Tasks to perform
• A. Answer these questions from the passage on Jacques Margeret:
(i) In what year did Margeret write the first printed French travel account of the Tsardom of Russia?
(ii) Which town was his family one of the oldest families of?
(iii) Who invited him to Moscow, and in what year?
• B. Reproduce the part of the passage on Jacques Margeret between "Jacques Margeret (c." and "Duché de Moscovie.", inclusive.

Extracted text
⟨

Jacques Margeret (c. 1565 – c. 1619) was a French mercenary captain who, in 1607, wrote the first printed French travel account of the Tsardom of Russia, entitled, Estate de l'Empire de Russie et de Grand Duché de Moscovie.

==Early life ==
A member of one of the oldest families of Auxonne, located on the border between Burgundy and Franche-Comté, Margeret was probably born around 1565. He grew up in the turbulent period known as the French Wars of Religion, in a Protestant family. Becoming a soldier, he fought for the Protestant King Henry IV of France against the Catholic League, serving the king until Henry's conversion to Catholicism in 1593.

==Mercenary service==
After leaving Henry's service, Margeret joined the crusade against the Turks in southeastern Europe. He first served with the Prince of Transylvania and then with the Holy Roman Emperor in Hungary. Next, he commanded a company of foot soldiers in Poland. He returned then to Austria where a Muscovite ambassador invited him to Moscow in 1600.

⟩

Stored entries
⟨

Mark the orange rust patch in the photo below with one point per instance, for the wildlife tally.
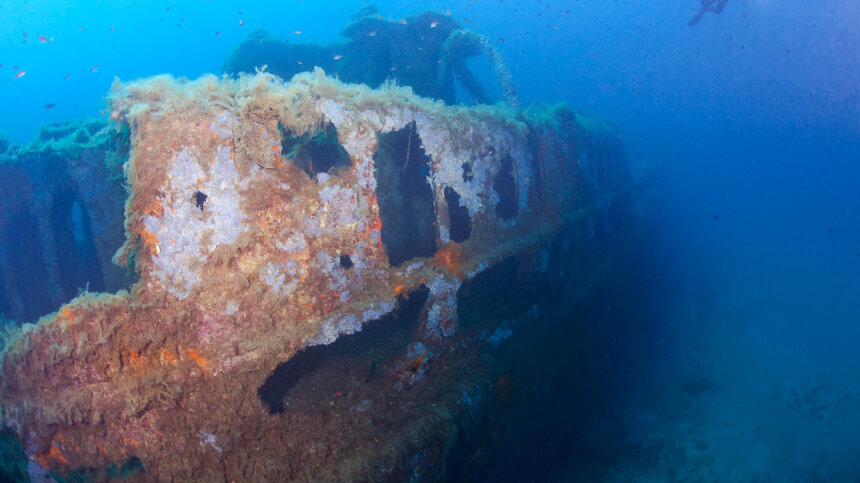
(150, 241)
(451, 257)
(156, 209)
(53, 455)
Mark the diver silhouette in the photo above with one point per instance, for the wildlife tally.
(713, 6)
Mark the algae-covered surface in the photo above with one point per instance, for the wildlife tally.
(287, 323)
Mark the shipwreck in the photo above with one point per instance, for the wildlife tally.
(325, 281)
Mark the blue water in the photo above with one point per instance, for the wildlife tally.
(740, 360)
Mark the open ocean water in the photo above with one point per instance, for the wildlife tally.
(735, 355)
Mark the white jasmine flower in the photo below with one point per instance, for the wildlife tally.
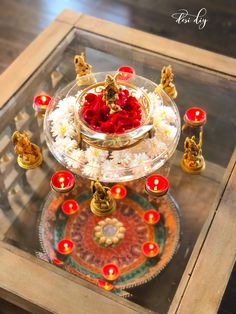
(111, 169)
(67, 104)
(65, 145)
(123, 157)
(92, 170)
(59, 114)
(63, 128)
(163, 114)
(96, 155)
(155, 100)
(139, 159)
(166, 133)
(154, 147)
(76, 158)
(140, 163)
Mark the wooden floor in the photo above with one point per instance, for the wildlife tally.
(22, 20)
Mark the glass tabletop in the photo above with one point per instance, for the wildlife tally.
(23, 192)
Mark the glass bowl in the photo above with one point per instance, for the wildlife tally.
(112, 157)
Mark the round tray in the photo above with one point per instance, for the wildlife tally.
(93, 154)
(88, 258)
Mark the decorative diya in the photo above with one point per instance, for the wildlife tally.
(112, 127)
(117, 128)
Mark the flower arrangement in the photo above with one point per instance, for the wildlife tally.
(111, 165)
(98, 115)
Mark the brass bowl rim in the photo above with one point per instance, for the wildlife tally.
(80, 120)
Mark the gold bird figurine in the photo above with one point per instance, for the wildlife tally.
(102, 203)
(193, 160)
(82, 68)
(166, 82)
(29, 155)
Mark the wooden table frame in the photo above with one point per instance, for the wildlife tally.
(41, 288)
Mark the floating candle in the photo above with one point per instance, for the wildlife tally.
(195, 116)
(56, 261)
(105, 285)
(41, 102)
(62, 181)
(118, 191)
(70, 207)
(151, 217)
(157, 185)
(110, 272)
(150, 249)
(65, 246)
(125, 73)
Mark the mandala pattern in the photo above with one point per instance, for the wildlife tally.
(89, 256)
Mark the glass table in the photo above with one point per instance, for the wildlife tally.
(198, 196)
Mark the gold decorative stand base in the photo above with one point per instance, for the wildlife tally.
(29, 166)
(98, 211)
(193, 169)
(102, 203)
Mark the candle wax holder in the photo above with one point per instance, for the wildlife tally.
(110, 272)
(118, 191)
(150, 249)
(65, 246)
(62, 181)
(157, 185)
(70, 207)
(151, 217)
(195, 116)
(41, 102)
(105, 285)
(125, 73)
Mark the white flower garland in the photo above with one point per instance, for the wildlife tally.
(93, 162)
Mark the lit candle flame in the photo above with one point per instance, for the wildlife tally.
(118, 190)
(43, 98)
(61, 180)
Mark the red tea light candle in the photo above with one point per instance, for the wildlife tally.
(41, 102)
(56, 261)
(62, 181)
(70, 207)
(195, 116)
(110, 272)
(157, 185)
(125, 73)
(105, 285)
(150, 249)
(151, 217)
(65, 246)
(118, 191)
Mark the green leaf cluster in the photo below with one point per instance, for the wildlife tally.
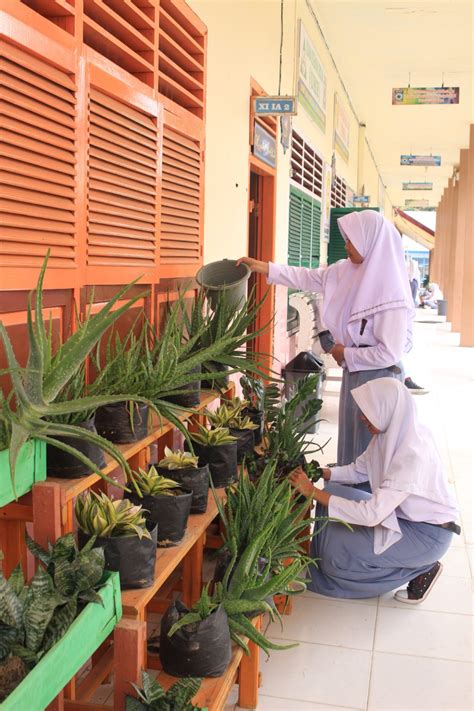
(100, 516)
(151, 483)
(34, 616)
(152, 696)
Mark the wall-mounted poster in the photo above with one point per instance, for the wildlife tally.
(311, 79)
(342, 128)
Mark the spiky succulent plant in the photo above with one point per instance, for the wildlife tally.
(213, 438)
(98, 515)
(176, 459)
(151, 483)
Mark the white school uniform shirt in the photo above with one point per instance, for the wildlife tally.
(384, 332)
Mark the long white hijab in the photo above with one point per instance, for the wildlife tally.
(380, 283)
(404, 456)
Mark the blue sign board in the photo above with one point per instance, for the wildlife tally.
(264, 145)
(411, 159)
(275, 105)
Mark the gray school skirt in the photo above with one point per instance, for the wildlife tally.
(347, 566)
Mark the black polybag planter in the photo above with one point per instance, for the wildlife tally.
(200, 649)
(191, 478)
(220, 382)
(245, 442)
(222, 462)
(133, 557)
(113, 422)
(256, 417)
(66, 466)
(192, 396)
(171, 513)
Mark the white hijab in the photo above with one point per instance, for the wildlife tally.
(380, 283)
(404, 456)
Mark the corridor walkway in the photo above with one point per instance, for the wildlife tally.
(378, 654)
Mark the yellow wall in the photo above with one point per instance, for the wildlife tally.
(243, 43)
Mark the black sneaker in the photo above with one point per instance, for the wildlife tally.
(420, 587)
(414, 388)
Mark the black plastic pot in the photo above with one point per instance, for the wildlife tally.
(171, 513)
(257, 418)
(115, 424)
(134, 558)
(192, 396)
(195, 479)
(66, 466)
(220, 382)
(245, 442)
(222, 462)
(200, 649)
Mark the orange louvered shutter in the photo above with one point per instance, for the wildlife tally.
(37, 167)
(122, 191)
(181, 204)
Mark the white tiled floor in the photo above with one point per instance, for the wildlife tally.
(377, 654)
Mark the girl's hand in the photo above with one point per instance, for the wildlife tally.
(301, 483)
(337, 353)
(254, 265)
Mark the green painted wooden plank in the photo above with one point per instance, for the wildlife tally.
(30, 468)
(64, 660)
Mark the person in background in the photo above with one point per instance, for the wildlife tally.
(400, 532)
(367, 309)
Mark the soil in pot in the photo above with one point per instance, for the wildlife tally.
(195, 479)
(217, 383)
(222, 462)
(134, 558)
(200, 649)
(12, 672)
(245, 442)
(256, 416)
(115, 423)
(66, 466)
(192, 396)
(171, 513)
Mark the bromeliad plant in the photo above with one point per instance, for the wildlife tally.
(102, 517)
(151, 483)
(153, 697)
(41, 389)
(178, 460)
(34, 616)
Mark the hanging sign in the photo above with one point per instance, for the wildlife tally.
(275, 105)
(410, 159)
(264, 145)
(341, 128)
(417, 186)
(417, 203)
(404, 96)
(311, 80)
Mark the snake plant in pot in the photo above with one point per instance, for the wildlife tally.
(152, 696)
(229, 414)
(37, 387)
(218, 449)
(35, 616)
(184, 468)
(167, 504)
(120, 528)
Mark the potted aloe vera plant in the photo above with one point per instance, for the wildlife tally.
(152, 696)
(167, 504)
(50, 626)
(37, 387)
(120, 528)
(183, 467)
(218, 449)
(229, 414)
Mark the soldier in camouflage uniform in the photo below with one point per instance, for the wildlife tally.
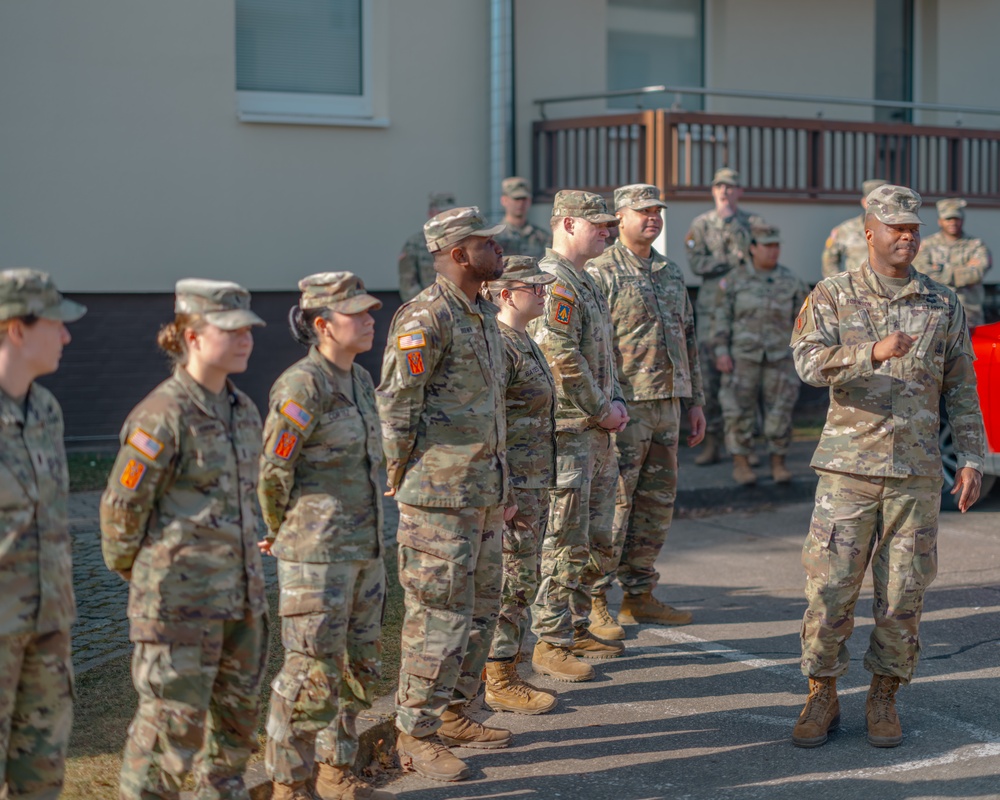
(520, 237)
(717, 242)
(443, 427)
(890, 343)
(846, 246)
(180, 522)
(654, 336)
(752, 324)
(416, 265)
(576, 336)
(530, 404)
(957, 260)
(320, 501)
(37, 607)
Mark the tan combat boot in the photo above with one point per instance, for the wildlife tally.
(339, 783)
(820, 715)
(559, 663)
(639, 608)
(427, 756)
(779, 471)
(602, 624)
(505, 691)
(743, 473)
(884, 729)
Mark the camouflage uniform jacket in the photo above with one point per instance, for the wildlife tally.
(884, 419)
(653, 319)
(577, 338)
(36, 566)
(526, 241)
(846, 247)
(756, 313)
(319, 485)
(531, 405)
(959, 265)
(416, 267)
(181, 511)
(441, 401)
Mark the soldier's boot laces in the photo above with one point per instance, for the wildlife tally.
(427, 756)
(884, 729)
(559, 663)
(339, 783)
(602, 624)
(820, 715)
(459, 730)
(645, 608)
(506, 691)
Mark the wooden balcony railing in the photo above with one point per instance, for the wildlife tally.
(801, 160)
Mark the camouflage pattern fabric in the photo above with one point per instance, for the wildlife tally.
(450, 571)
(960, 266)
(891, 523)
(199, 696)
(36, 712)
(837, 328)
(332, 662)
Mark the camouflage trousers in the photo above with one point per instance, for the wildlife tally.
(892, 524)
(522, 543)
(647, 488)
(36, 713)
(199, 695)
(578, 548)
(771, 384)
(331, 628)
(450, 571)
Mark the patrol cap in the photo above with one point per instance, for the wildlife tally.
(585, 205)
(638, 196)
(451, 226)
(894, 205)
(28, 292)
(515, 188)
(951, 208)
(339, 291)
(223, 304)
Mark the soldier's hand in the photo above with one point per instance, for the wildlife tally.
(895, 345)
(970, 482)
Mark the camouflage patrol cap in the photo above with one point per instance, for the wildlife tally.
(894, 205)
(451, 226)
(515, 188)
(223, 304)
(339, 291)
(638, 196)
(585, 205)
(951, 208)
(28, 292)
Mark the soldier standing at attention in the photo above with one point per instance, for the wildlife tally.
(577, 338)
(416, 265)
(847, 247)
(956, 260)
(891, 344)
(752, 324)
(441, 403)
(530, 401)
(520, 237)
(321, 504)
(717, 242)
(37, 607)
(654, 335)
(180, 523)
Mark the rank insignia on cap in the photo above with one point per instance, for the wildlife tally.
(296, 414)
(132, 474)
(145, 444)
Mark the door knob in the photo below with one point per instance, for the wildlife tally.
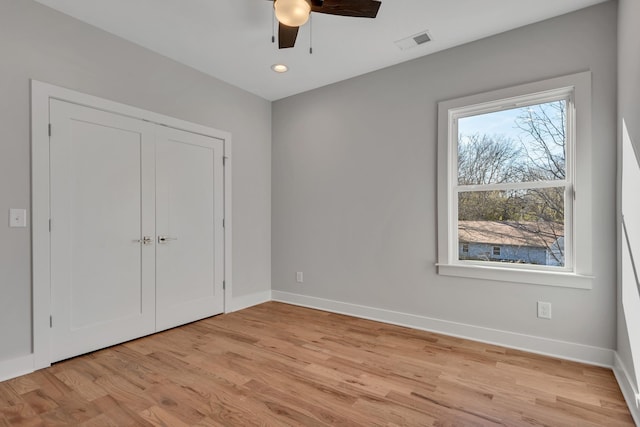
(165, 239)
(146, 240)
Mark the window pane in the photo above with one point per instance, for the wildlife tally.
(522, 144)
(515, 226)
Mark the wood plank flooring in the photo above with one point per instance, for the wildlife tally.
(281, 365)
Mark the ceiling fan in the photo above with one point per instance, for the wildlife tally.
(292, 14)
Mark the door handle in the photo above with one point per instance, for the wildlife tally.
(146, 240)
(165, 239)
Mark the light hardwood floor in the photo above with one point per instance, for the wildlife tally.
(276, 364)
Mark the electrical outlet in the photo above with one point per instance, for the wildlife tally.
(544, 310)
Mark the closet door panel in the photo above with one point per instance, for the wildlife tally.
(189, 212)
(102, 276)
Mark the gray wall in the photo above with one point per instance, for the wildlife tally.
(39, 43)
(354, 183)
(629, 110)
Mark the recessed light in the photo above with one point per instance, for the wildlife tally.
(279, 68)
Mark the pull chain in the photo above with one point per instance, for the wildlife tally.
(311, 35)
(273, 26)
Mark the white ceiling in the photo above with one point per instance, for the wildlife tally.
(231, 39)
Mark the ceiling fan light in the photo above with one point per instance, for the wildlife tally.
(292, 13)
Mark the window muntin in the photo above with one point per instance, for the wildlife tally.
(578, 245)
(511, 179)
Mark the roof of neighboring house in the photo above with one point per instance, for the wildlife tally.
(525, 233)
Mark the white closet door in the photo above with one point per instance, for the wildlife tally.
(189, 215)
(102, 204)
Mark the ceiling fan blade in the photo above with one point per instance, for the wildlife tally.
(286, 36)
(356, 8)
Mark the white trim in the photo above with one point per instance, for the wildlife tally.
(246, 301)
(561, 349)
(13, 368)
(628, 388)
(41, 93)
(513, 275)
(572, 276)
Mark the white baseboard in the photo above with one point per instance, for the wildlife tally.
(628, 387)
(246, 301)
(13, 368)
(545, 346)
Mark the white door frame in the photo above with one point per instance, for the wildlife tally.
(41, 93)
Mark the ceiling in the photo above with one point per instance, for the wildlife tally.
(231, 39)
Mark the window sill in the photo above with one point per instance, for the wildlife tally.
(501, 274)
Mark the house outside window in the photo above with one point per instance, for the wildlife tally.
(507, 193)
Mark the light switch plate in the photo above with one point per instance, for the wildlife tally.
(17, 217)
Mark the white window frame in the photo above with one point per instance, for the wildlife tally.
(577, 271)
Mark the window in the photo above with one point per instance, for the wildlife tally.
(507, 184)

⟩

Results by task
• A.
(i) 1607
(ii) Auxonne
(iii) A Muscovite ambassador, in 1600

• B.
Jacques Margeret (c. 1565 – c. 1619) was a French mercenary captain who, in 1607, wrote the first printed French travel account of the Tsardom of Russia, entitled, Estate de l'Empire de Russie et de Grand Duché de Moscovie.